[Excerpts from location labeling data]
----------------------------------------

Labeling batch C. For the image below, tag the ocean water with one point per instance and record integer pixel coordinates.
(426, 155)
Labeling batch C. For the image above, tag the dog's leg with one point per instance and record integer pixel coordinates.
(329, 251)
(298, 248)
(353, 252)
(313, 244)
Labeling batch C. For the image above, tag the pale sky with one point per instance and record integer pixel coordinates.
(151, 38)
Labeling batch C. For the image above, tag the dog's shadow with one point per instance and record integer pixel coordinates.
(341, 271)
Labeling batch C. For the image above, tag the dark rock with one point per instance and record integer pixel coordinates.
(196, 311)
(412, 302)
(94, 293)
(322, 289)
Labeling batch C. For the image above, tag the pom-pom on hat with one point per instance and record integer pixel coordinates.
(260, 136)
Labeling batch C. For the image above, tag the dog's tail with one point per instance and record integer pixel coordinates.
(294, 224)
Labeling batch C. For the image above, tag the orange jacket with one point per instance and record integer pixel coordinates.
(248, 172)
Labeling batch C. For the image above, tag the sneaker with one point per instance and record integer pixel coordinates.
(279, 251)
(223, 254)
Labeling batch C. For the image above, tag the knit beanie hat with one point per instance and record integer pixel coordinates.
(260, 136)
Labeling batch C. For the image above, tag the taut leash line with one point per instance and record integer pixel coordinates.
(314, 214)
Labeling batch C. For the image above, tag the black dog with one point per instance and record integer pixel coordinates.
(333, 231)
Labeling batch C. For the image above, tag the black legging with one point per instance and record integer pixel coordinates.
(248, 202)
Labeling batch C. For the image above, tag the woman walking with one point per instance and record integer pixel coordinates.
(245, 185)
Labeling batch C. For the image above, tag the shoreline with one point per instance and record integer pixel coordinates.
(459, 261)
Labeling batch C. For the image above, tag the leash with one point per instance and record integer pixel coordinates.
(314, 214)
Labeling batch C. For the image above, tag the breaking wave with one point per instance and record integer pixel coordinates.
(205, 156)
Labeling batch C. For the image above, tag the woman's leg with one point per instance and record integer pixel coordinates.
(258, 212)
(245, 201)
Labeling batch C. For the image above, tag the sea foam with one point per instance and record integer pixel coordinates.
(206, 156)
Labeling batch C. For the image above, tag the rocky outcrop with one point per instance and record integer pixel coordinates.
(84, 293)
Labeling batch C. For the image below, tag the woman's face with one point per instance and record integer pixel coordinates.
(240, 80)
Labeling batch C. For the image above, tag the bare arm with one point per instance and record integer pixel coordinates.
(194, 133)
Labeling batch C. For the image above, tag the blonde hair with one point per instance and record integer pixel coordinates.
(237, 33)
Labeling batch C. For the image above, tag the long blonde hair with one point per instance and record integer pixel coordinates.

----------------------------------------

- _The task_
Rewrite all of the entries, changing each "record" to "write down" and keeping every other word as it stands.

- _The output_
Labeling batch C. For the image below, tag the ocean water with one point per instance and write down integer pixel coordinates.
(426, 155)
Labeling batch C. For the image above, tag the dog's leg with one point per instance and write down integer pixel coordinates.
(329, 251)
(298, 248)
(353, 252)
(313, 244)
Labeling batch C. For the image above, tag the pale sky with one point per instance and write down integer pixel coordinates.
(151, 38)
Labeling batch C. For the image above, tag the dog's shadow with one point per instance and write down integer pixel coordinates.
(341, 271)
Labeling batch C. For the image above, tag the dark rock with one point per instance and write down integer pixel coordinates.
(196, 311)
(412, 302)
(94, 293)
(322, 289)
Labeling batch C. For the image above, tag the pom-pom on hat with one point per instance and write down integer pixel coordinates.
(260, 136)
Labeling batch C. For the image above, tag the dog's tail with one point per instance and write down integer pixel coordinates.
(294, 224)
Labeling batch C. For the image above, tag the orange jacket with one point per instance and write down integer pixel coordinates.
(248, 172)
Labeling batch C. For the image above, tag the sneaker with one point per instance and write down integer pixel coordinates.
(279, 251)
(223, 254)
Labeling batch C. For the image above, tag the knit beanie hat with one point per instance and write down integer pixel coordinates.
(260, 136)
Labeling batch C. For the image above, tag the taut leash line with one point per instance and write down integer pixel coordinates.
(314, 214)
Labeling batch C. For the image above, tag the black dog with one point per instance and write down integer pixel coordinates.
(333, 231)
Labeling batch C. For the image above, tag the black legging with one point per instance and write down integer pixel coordinates.
(248, 202)
Labeling batch C. For the image above, tag the woman walking with one point per instance and write down integer pixel coordinates.
(245, 185)
Labeling batch C. For the image above, tag the shoreline with one point per instance and write down integer pixel coordinates.
(459, 261)
Labeling batch C. For the image above, tag the leash with one point per instance and write down integer pixel coordinates.
(314, 214)
Labeling batch C. For the image above, tag the breaking wave with one point per instance and write down integer pixel coordinates.
(205, 156)
Labeling batch C. For the image above, tag the woman's leg with one point per instance and write down integer pixel coordinates.
(258, 212)
(245, 201)
Labeling batch C. For the image above, tag the sea foam with one point per instance and write down integer pixel coordinates.
(206, 156)
Labeling batch C. For the image above, tag the rocky outcrop with one point per instance and write down integer pixel coordinates.
(84, 293)
Labeling batch C. For the image below, tag the woman's face with one point per instance and write down integer pixel coordinates.
(240, 80)
Labeling batch C. For the image above, tag the bare arm with one point per instance and write down integer pixel coordinates.
(194, 133)
Labeling batch C. For the image above, tag the blonde hair with one point per instance and write down integer pixel coordinates.
(237, 33)
Labeling batch C. For the image above, tag the long blonde hair with one point per instance and write down integer pixel coordinates.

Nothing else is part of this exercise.